# Task item
The whole listing that follows should be printed again, unchanged.

════════════════

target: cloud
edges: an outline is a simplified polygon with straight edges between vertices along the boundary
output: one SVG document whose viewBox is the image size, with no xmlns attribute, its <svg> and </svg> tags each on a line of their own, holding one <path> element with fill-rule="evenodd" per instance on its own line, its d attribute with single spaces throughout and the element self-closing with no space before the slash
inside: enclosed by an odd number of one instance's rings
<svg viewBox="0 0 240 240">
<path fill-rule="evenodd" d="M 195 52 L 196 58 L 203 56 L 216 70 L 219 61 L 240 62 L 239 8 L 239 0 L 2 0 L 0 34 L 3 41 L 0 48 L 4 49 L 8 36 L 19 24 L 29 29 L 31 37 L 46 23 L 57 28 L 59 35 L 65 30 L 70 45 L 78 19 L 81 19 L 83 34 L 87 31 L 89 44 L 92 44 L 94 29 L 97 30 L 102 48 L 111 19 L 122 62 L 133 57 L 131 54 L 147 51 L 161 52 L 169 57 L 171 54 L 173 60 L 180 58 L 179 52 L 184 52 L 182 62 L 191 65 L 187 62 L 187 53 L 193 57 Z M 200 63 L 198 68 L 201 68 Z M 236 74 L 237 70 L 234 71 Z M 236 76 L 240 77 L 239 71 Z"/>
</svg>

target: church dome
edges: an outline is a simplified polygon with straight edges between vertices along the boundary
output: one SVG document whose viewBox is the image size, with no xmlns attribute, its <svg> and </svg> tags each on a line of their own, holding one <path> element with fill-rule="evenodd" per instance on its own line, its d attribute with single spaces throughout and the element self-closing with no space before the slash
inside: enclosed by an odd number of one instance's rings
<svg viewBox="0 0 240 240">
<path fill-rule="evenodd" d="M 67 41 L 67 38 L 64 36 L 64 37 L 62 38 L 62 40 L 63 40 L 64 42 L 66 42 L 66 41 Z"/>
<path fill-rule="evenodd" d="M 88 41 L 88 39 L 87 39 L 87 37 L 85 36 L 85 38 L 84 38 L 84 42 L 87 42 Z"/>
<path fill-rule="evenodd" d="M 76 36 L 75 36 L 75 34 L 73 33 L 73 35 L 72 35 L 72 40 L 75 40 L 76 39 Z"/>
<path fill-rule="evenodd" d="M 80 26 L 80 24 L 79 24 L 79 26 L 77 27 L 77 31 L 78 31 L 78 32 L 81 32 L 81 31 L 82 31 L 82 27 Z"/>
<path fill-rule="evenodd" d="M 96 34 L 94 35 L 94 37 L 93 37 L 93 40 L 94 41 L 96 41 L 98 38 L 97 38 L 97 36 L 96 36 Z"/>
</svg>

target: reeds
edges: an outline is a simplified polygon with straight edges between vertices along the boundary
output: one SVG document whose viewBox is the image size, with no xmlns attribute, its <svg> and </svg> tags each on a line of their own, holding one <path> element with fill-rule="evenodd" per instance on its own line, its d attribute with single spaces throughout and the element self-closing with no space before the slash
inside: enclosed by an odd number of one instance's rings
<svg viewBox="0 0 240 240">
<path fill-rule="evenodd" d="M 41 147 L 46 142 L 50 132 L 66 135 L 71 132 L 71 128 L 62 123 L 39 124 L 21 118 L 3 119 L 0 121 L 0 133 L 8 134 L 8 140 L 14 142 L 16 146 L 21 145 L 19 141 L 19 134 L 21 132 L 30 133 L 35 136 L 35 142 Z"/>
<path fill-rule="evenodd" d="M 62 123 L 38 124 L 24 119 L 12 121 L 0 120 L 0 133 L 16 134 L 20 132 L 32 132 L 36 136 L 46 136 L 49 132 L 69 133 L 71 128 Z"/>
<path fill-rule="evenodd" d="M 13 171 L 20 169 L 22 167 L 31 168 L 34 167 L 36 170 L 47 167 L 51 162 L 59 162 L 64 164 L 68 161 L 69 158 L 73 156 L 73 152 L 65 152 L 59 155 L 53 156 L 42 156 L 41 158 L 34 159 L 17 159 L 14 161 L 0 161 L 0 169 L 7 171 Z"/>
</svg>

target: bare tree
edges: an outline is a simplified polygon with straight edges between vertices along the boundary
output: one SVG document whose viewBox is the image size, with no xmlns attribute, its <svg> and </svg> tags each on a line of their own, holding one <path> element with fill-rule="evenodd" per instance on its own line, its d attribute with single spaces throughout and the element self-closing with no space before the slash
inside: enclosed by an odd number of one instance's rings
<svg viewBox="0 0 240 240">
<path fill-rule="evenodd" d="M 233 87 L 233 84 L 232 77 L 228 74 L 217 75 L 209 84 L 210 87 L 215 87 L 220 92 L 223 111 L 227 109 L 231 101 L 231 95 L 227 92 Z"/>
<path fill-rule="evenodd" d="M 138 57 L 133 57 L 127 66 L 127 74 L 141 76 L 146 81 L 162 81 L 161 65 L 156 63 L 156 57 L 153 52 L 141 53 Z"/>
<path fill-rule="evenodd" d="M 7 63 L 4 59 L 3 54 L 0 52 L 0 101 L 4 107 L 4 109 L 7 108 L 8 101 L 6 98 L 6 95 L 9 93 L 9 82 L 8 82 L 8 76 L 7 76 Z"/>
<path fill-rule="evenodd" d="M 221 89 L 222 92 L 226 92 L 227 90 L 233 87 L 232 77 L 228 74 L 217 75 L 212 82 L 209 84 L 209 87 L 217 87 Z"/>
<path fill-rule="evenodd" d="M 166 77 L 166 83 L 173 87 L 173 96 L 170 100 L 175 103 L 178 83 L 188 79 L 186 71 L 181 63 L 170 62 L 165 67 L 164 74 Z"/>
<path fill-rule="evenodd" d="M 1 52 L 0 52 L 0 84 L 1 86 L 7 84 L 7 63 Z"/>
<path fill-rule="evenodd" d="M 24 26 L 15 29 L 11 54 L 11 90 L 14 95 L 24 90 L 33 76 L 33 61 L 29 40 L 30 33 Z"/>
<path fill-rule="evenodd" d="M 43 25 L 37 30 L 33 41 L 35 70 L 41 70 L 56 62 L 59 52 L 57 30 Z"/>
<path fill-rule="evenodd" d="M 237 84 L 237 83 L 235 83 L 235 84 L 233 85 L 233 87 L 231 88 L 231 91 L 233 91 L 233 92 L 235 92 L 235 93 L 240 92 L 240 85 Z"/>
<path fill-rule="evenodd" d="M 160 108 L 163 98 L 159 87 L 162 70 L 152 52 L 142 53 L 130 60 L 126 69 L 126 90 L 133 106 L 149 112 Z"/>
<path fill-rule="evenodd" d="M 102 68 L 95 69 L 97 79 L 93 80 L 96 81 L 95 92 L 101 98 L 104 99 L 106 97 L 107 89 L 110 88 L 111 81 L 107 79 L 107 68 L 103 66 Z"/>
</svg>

════════════════

# Result
target: cloud
edges: an outline is a simplified polygon with straight edges between vertices along the boundary
output: one SVG document whose viewBox is the image size, with no xmlns attribute, its <svg> and </svg> tags each on a line of their own, holding one <path> element with fill-rule="evenodd" per instance on its own line, its d attribute with single spaces throughout and the element self-closing with no space before the slash
inside: enclosed by an odd number of one instance's rings
<svg viewBox="0 0 240 240">
<path fill-rule="evenodd" d="M 195 52 L 196 58 L 203 56 L 216 70 L 219 61 L 240 62 L 239 8 L 239 0 L 2 0 L 0 34 L 3 41 L 0 48 L 4 49 L 8 36 L 19 24 L 29 29 L 31 37 L 46 23 L 57 28 L 59 35 L 65 30 L 70 45 L 78 19 L 81 19 L 83 34 L 87 31 L 89 44 L 92 44 L 94 29 L 97 30 L 102 48 L 111 19 L 122 62 L 133 57 L 131 54 L 147 51 L 161 52 L 169 57 L 171 54 L 173 60 L 180 58 L 179 52 L 184 52 L 182 62 L 191 65 L 187 62 L 187 53 L 193 57 Z M 200 63 L 198 68 L 201 68 Z M 236 74 L 237 70 L 234 71 Z M 236 76 L 240 77 L 239 71 Z"/>
</svg>

target: church dome
edges: an outline is a simplified polygon with straight edges between vertices along the boundary
output: one SVG document whose viewBox is the image size, with no xmlns attribute, its <svg> and </svg> tags each on a line of their own, holding one <path> element with fill-rule="evenodd" per instance on its own line, its d attribute with single spaces throughout and the element self-closing with no space before the slash
inside: enclosed by an odd number of one instance's rings
<svg viewBox="0 0 240 240">
<path fill-rule="evenodd" d="M 67 41 L 67 38 L 64 36 L 64 37 L 62 38 L 62 40 L 63 40 L 64 42 L 66 42 L 66 41 Z"/>
<path fill-rule="evenodd" d="M 88 41 L 88 39 L 87 39 L 87 37 L 85 36 L 85 38 L 84 38 L 84 42 L 87 42 Z"/>
<path fill-rule="evenodd" d="M 76 36 L 75 36 L 75 34 L 73 33 L 73 35 L 72 35 L 72 40 L 75 40 L 76 39 Z"/>
<path fill-rule="evenodd" d="M 80 26 L 80 24 L 79 24 L 79 26 L 77 27 L 77 31 L 78 31 L 78 32 L 81 32 L 81 31 L 82 31 L 82 27 Z"/>
<path fill-rule="evenodd" d="M 96 34 L 94 35 L 94 37 L 93 37 L 93 40 L 94 41 L 96 41 L 98 38 L 97 38 L 97 36 L 96 36 Z"/>
</svg>

target: reeds
edges: an outline is a simplified polygon with straight edges between vertices along the boundary
output: one SVG document whose viewBox is the image size, with no xmlns attribute, its <svg> and </svg> tags each on a line of their own, holding one <path> element with fill-rule="evenodd" per instance on its own line, its d attribute with single spaces throughout and the element self-closing with no space before the slash
inside: enclosed by an odd number of one instance's rings
<svg viewBox="0 0 240 240">
<path fill-rule="evenodd" d="M 41 147 L 46 142 L 50 132 L 66 135 L 71 132 L 71 128 L 62 123 L 39 124 L 21 118 L 3 119 L 0 121 L 0 133 L 8 134 L 8 140 L 14 142 L 16 146 L 21 145 L 19 141 L 19 134 L 21 132 L 30 133 L 35 136 L 35 142 Z"/>
<path fill-rule="evenodd" d="M 62 123 L 38 124 L 24 119 L 12 121 L 0 120 L 0 133 L 16 134 L 20 132 L 32 132 L 36 136 L 46 136 L 49 132 L 69 133 L 71 128 Z"/>
<path fill-rule="evenodd" d="M 13 171 L 20 169 L 22 167 L 31 168 L 34 167 L 36 170 L 47 167 L 51 162 L 59 162 L 64 164 L 68 161 L 69 158 L 73 156 L 73 152 L 65 152 L 59 155 L 53 156 L 42 156 L 41 158 L 34 159 L 17 159 L 14 161 L 0 161 L 0 169 L 7 171 Z"/>
</svg>

target: bare tree
edges: an outline is a simplified polygon with straight edges between vertices along the boundary
output: one SVG document whose viewBox is the image size, with no xmlns attribute, its <svg> and </svg> tags each on a line of their own, holding one <path> element with fill-rule="evenodd" per instance on its own line, its d attribute with single spaces throughout and the element self-closing with no space before the slash
inside: enclosed by an odd number of one instance's rings
<svg viewBox="0 0 240 240">
<path fill-rule="evenodd" d="M 233 87 L 233 84 L 232 77 L 228 74 L 217 75 L 209 84 L 210 87 L 215 87 L 220 92 L 223 111 L 227 109 L 231 101 L 231 95 L 227 92 Z"/>
<path fill-rule="evenodd" d="M 138 57 L 133 57 L 127 66 L 127 74 L 141 76 L 146 81 L 162 81 L 161 65 L 156 63 L 156 57 L 153 52 L 141 53 Z"/>
<path fill-rule="evenodd" d="M 7 63 L 4 59 L 3 54 L 0 52 L 0 101 L 4 107 L 4 109 L 7 108 L 8 101 L 6 98 L 6 95 L 9 93 L 9 82 L 8 82 L 8 76 L 7 76 Z"/>
<path fill-rule="evenodd" d="M 221 89 L 222 92 L 226 92 L 227 90 L 233 87 L 232 77 L 228 74 L 217 75 L 212 82 L 209 84 L 209 87 L 217 87 Z"/>
<path fill-rule="evenodd" d="M 166 77 L 166 83 L 173 87 L 173 96 L 170 100 L 175 103 L 178 83 L 188 79 L 186 71 L 181 63 L 170 62 L 165 67 L 164 74 Z"/>
<path fill-rule="evenodd" d="M 1 52 L 0 52 L 0 84 L 1 86 L 7 84 L 7 63 Z"/>
<path fill-rule="evenodd" d="M 24 26 L 15 29 L 11 54 L 11 90 L 14 95 L 24 90 L 33 76 L 33 61 L 29 40 L 30 33 Z"/>
<path fill-rule="evenodd" d="M 43 25 L 37 30 L 33 41 L 35 70 L 41 70 L 56 62 L 59 52 L 57 30 Z"/>
<path fill-rule="evenodd" d="M 237 84 L 237 83 L 235 83 L 235 84 L 233 85 L 233 87 L 231 88 L 231 91 L 233 91 L 233 92 L 235 92 L 235 93 L 240 92 L 240 85 Z"/>
<path fill-rule="evenodd" d="M 160 108 L 163 98 L 159 87 L 162 70 L 152 52 L 142 53 L 130 60 L 126 69 L 126 90 L 133 106 L 149 112 Z"/>
<path fill-rule="evenodd" d="M 102 68 L 95 69 L 97 79 L 93 80 L 96 81 L 95 92 L 101 98 L 104 99 L 106 97 L 107 89 L 110 88 L 111 81 L 107 79 L 107 68 L 103 66 Z"/>
</svg>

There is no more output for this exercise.